§ **Document text**:
Now, here, for your enjoyment and edification, is the forbidden letter to the editor:

Dear Editor:

Although I have been a reader of your magazine for many years, I must admit that I am not much of a fan of one of your regular contributors, Garry Wills. My opinion has never been so well confirmed as it was by his recent review article, "The Clinton Scandals." In spite of its considerable length, the article is still almost childishly superficial, and it could hardly have been more one-sided in its defense of the suspicious behavior of Bill and Hillary Clinton.

Like most of the reviewers that the general public gets to read, Wills professes to be quite favorably impressed with James Stewart’s Blood Sport, especially the part I find weakest and most objectionable. Wills writes that "Stewart is very good on the character and situation of Vincent Foster..." and states confidently that he "rightly rejects all conspiratorial nonsense about Foster’s death."

One would expect that the historian Wills would have done at least a tiny bit of primary research before pronouncing such a bold, blanket exculpation. Had he done so, he would have found that every single source that Stewart used to attest to Foster’s general nature and to his specific state of mind shortly before his death is either someone who has, on the record, changed his story, or someone who chooses to remain anonymous. There are several of each, but the most notable example of the former is the supposed force behind Stewart’s book, the memory-challenged Clinton confidante, Susan Thomases. The top example of the latter, in all likelihood, is the composer or composers of the disjointed, peevish, sophomoric, fingerprintless note belatedly "discovered" curiously tumbling in torn-up pieces out of Foster’s previously-searched briefcase, a note which Stewart, Wills, and the authorities choose to treat, without any foundation to date that would begin to stand up in court, as authentic.

Taking the known story-changer first, Ms. Thomases is the source of the indelicate and incredible new revelation in Stewart’s book that the gentlemanly and very private Foster confided to her, of all people, when they were alone together of an evening in her O Street rooming house scarcely a week before his death, that he held his wife of more than 25 years and mother of their three children in virtual contempt. Do I exaggerate? This is straight from the book:

"But then the conversation took a curious turn. One thing he had not missed about his life in Little Rock was Lisa, his wife. The marriage had not been what he’d hoped for, and it hadn’t been for years. She was completely dependent on him, and this had become a burden. He found he couldn’t confide in her. Lisa’s recent arrival in Washington had brought this to the fore, just when Foster needed someone to lean on.

"Thomases didn’t know what to say. Foster seemed calm, dignified--but infinitely sad."

And they say it’s the skeptics who don’t care about the feelings of the Foster family.

The fact that Vincent Foster had to be savvy enough to realize how it would certainly be taken for him to run down his wife after nightfall in the privacy of another woman’s boudoir, even if he didn’t mean it that way, is reason enough to doubt firmly that this extraordinary conversation ever took place. The fact that Ms. Thomases neglected to tell the FBI about it when they interviewed her as a part of Robert Fiske’s investigation is another strong reason to doubt it. What she told her FBI interviewers is that she last saw Foster on the previous Wednesday or Thursday, about the time of the belatedly reported nocturnal tete a tete, but she believes they had lunch together with some other people. "She noted no change in his demeanor or physical appearance...His death came as a complete shock to her and she can offer no reason or speculation as to why he may have taken his life." And that would include marital difficulties, we must infer.

§ **Provided information**:

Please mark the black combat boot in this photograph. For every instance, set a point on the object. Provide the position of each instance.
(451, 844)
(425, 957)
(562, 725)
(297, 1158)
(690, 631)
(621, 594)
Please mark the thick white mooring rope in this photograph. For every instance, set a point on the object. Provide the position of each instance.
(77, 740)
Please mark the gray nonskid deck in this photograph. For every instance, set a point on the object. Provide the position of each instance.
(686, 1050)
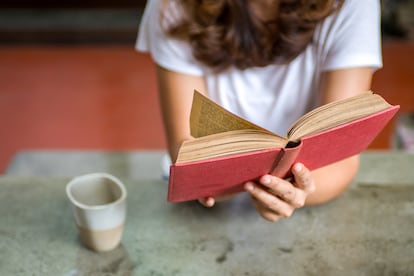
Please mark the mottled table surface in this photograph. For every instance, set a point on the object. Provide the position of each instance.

§ **Direction**:
Answer these questions from the letter to the editor:
1. Which regular contributor to the magazine is the letter writer not much of a fan of?
2. What is the title of the James Stewart book that the letter discusses?
3. Where did Foster supposedly confide in Susan Thomases, scarcely a week before his death?

§ **Answer to the task**:
1. Garry Wills
2. Blood Sport
3. In her O Street rooming house